Reproduce the listing, starting with the line that contains "form: [173, 278]." and going on through the end of the listing, including every request line and omitting the pictures. Multiply every coordinate in the answers by 2.25 and round to whole numbers, rounding halves up, while leaving the requests and their format samples unchanged.

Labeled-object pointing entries
* * * *
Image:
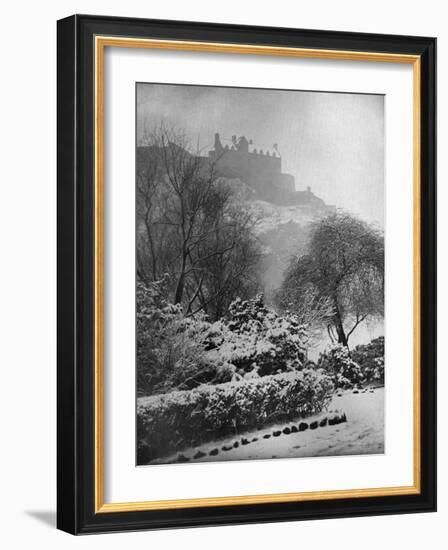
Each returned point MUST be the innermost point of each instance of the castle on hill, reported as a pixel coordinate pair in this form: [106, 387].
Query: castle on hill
[261, 169]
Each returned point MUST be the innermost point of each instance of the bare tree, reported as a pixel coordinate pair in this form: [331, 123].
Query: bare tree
[189, 226]
[341, 277]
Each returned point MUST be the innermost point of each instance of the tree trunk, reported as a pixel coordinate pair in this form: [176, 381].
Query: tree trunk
[342, 337]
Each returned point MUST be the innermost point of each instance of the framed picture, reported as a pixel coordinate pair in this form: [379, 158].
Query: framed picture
[246, 274]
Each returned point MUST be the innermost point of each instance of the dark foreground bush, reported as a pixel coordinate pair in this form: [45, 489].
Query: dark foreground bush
[169, 422]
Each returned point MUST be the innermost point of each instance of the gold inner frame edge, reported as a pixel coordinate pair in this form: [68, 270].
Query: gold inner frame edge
[101, 42]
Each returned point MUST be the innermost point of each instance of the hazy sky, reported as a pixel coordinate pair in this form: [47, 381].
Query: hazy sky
[333, 142]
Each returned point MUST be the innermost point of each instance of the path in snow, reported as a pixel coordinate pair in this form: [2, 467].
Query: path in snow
[363, 433]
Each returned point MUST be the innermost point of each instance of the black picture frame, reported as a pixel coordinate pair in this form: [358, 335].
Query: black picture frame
[76, 511]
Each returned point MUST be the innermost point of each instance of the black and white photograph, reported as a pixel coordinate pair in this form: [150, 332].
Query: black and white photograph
[259, 273]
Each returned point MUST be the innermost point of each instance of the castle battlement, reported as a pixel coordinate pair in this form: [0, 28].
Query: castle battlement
[260, 168]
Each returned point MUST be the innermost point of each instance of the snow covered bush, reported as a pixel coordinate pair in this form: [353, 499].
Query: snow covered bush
[171, 348]
[370, 358]
[181, 352]
[169, 422]
[256, 340]
[338, 364]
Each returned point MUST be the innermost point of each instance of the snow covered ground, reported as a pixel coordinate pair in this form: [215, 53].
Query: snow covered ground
[363, 433]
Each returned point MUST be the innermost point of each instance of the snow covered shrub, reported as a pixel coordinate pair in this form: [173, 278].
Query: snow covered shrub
[169, 422]
[171, 348]
[255, 340]
[338, 364]
[370, 358]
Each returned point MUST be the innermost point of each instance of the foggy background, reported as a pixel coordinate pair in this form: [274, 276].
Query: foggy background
[333, 142]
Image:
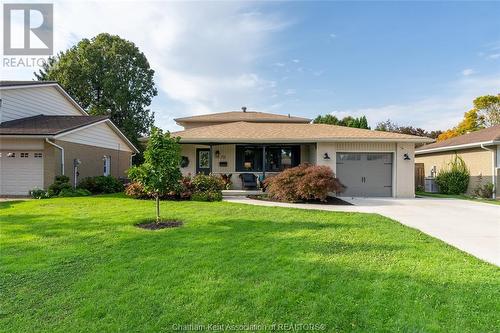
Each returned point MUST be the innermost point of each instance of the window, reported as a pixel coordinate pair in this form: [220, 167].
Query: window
[249, 158]
[349, 157]
[106, 165]
[281, 158]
* * * *
Task answer =
Each returned point MUST be the innermost point of each instance of the snow covered shrub, reported as a pixel coordinate pair in this form: [173, 278].
Query: snow covered shrub
[380, 950]
[385, 783]
[574, 765]
[761, 819]
[833, 806]
Each returned point MUST be the innermost point of each instance of the foggy background, reported as a pixel coordinate pair in this form: [274, 276].
Query: foggy background
[749, 320]
Image:
Each returned point MUST be the innermost point of each instance of the window, reported as a pixel coordinate pair in this form: [220, 167].
Query: window
[560, 356]
[785, 353]
[239, 371]
[632, 356]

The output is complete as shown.